THE REQUEST
Reproduce the part of the Santa Fe Light Cone Simulation text below that begins at the words "Hallman, Eric J." and stops after "(AMR) cosmology simulation.".

TEXT EXTRACT

☆ ☆ ☆ ☆ ☆

Scope and Contents note
Immediate Source of Acquisition note
Processing Information note
Title: Santa Fe Light Cone Simulation research project files
Identifier/Call Number: RCIDC.0001
UC San Diego Research Cyberinfrastructure Data Curation
Language of Material:
39 digital objects collectively containing 1,797 digital files of various types.
Date (bulk): Bulk, 2005-2007
Date (inclusive): 2005-2012, Bulk 2005-2007
Burns, Jack O.
Hallman, Eric J.
Norman, Michael L.
O'Shea, Brian W., (Brian William), 1978-
Wagner, Rick, 1972-
The Santa Fe Light Cone Simulation project was the result of an ongoing effort by the Laboratory for Computational Astrophysics,
beginning with the LUScID Project in 2005. This led to the development of the ENZO simulation software to the point where
it was able to complete a seven-level adaptive mesh refinement (AMR) cosmology simulation.
During the 1990s, observational cosmology became “big science,” involving expensive instruments (e.g., the Hubble Space Telescope)
and large teams (e.g., the Sloan Digital Sky Survey [SDSS]) attacking fundamental questions about the origin and evolution
of the universe. Progress was astonishing and included the discovery of the accelerating universe (Riess et al. 1998, Perlmutter
et al. 1999); precision measurements of the global geometry, age, and composition of the universe (de Bernardis et al. 2000);
and deep images of galaxies at the dawn of time (Beckwith et al. 2004). These and other observations have narrowed the range
of acceptable theoretical models for cosmological structure formation to a single model called the concordance model (Bahcall
et al. 1999), for which free parameters are now known to high precision (Spergel et al. 2003). Cosmology thus finds itself
in a place not unlike particle physics, where the goal going forward is to refine and test the standard model with yet higher
precision measurements. Fundamental science questions driving the field include the nature of dark energy and dark matter,
the formation and evolution of galaxies and quasars, and how and when the intergalactic medium was re-ionized.

☆ ☆ ☆ ☆ ☆

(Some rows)
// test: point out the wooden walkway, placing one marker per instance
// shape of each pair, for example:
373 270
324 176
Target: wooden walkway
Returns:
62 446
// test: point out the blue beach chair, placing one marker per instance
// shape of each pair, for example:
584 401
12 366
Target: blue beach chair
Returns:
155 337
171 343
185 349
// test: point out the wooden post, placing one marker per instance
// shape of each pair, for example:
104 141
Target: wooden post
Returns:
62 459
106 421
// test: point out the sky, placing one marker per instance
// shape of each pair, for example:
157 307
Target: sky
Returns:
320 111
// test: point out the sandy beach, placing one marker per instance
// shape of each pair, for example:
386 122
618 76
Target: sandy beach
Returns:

☆ ☆ ☆ ☆ ☆

SOLUTION FOR THIS PROBLEM
Hallman, Eric J.
Norman, Michael L.
O'Shea, Brian W., (Brian William), 1978-
Wagner, Rick, 1972-
The Santa Fe Light Cone Simulation project was the result of an ongoing effort by the Laboratory for Computational Astrophysics,
beginning with the LUScID Project in 2005. This led to the development of the ENZO simulation software to the point where
it was able to complete a seven-level adaptive mesh refinement (AMR) cosmology simulation.